----- STORED DATA

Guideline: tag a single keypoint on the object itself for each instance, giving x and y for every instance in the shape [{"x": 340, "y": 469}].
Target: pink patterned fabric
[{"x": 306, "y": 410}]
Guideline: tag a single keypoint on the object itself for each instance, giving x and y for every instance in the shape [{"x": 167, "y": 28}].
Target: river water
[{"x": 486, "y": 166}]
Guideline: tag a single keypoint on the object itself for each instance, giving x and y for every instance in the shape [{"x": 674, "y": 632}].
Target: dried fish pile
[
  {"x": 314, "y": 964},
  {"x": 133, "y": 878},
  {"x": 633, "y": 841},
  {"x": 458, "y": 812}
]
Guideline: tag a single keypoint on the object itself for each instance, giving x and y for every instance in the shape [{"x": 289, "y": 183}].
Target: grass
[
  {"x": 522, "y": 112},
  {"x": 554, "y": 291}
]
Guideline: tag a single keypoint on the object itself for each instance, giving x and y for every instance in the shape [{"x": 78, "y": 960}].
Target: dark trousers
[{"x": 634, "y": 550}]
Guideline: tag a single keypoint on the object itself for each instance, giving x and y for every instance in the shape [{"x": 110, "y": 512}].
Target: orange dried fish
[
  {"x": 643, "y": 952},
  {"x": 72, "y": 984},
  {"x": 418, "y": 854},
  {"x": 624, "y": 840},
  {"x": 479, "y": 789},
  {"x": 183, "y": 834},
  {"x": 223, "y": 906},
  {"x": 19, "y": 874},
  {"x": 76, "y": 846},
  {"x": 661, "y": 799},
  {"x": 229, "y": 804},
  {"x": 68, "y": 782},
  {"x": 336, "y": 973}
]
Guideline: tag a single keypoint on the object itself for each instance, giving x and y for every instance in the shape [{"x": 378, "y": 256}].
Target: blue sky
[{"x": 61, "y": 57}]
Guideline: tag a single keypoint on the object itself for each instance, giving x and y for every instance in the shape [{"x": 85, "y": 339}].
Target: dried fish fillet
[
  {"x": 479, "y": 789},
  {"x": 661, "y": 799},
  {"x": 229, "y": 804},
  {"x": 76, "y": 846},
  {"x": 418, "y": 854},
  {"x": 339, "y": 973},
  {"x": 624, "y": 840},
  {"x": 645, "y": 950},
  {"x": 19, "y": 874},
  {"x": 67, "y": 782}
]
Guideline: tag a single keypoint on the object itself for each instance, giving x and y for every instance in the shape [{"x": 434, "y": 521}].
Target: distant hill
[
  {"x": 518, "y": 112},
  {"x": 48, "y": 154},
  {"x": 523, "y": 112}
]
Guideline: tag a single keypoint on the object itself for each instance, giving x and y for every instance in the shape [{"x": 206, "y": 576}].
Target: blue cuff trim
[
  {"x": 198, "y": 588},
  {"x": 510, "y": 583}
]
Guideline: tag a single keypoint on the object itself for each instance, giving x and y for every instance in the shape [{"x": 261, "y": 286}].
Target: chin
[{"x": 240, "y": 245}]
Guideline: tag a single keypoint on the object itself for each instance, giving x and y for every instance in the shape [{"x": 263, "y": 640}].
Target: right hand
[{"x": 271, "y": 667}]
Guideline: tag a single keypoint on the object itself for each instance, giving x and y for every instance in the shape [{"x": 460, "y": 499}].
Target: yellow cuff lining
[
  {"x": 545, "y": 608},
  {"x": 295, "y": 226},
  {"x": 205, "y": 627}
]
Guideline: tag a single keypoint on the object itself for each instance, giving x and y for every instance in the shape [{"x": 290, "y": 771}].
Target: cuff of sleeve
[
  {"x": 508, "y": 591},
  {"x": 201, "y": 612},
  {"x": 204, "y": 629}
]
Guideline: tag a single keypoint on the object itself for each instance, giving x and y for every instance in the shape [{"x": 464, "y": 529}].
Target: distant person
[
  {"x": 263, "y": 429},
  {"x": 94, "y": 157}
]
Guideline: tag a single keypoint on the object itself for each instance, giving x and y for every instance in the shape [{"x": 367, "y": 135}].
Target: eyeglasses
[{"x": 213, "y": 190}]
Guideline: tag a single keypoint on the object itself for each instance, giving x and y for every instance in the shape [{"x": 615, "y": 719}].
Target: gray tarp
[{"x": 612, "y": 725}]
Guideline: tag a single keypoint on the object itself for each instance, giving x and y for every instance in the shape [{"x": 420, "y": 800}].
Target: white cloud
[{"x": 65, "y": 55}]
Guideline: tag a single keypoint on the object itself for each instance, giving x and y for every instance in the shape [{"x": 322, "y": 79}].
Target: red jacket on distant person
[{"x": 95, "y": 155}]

----------

WHAT YOU ARE ASKED TO DO: Exactly reproduce the lines of the data above that run from the line containing "Target: white cloud" through the final one.

RESULT BELOW:
Target: white cloud
[{"x": 65, "y": 55}]
Guideline: tag a single keypoint on the object itself for each instance, giving x and y for every instance in the shape [{"x": 322, "y": 79}].
Target: red jacket on distant person
[{"x": 95, "y": 155}]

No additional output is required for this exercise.